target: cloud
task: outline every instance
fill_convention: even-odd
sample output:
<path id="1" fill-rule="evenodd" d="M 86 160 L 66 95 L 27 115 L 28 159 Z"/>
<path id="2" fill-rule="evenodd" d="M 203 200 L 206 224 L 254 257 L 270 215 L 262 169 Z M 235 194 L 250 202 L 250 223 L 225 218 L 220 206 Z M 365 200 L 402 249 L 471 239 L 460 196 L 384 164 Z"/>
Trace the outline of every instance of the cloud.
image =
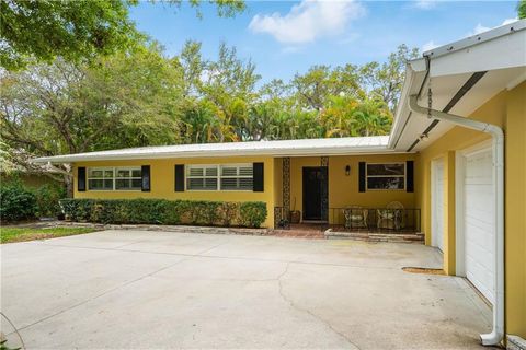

### Objectif de la tâche
Mettez, s'il vous plaît, toutes les données ci-dessus au format d'une liste JSON de chaînes, une chaîne par ligne, en omettant les lignes vides. N'incluez pas les images dans la réponse.

### Solution complète
[
  "target: cloud",
  "task: outline every instance",
  "fill_convention: even-odd",
  "sample output:",
  "<path id=\"1\" fill-rule=\"evenodd\" d=\"M 86 160 L 66 95 L 27 115 L 28 159 Z\"/>",
  "<path id=\"2\" fill-rule=\"evenodd\" d=\"M 203 200 L 206 224 L 254 257 L 270 215 L 262 169 Z M 235 194 L 250 202 L 250 223 L 225 218 L 220 206 Z M 365 200 L 402 249 L 471 239 L 460 196 L 384 164 Z\"/>",
  "Trace the outline of every instance of the cloud.",
  "image ="
]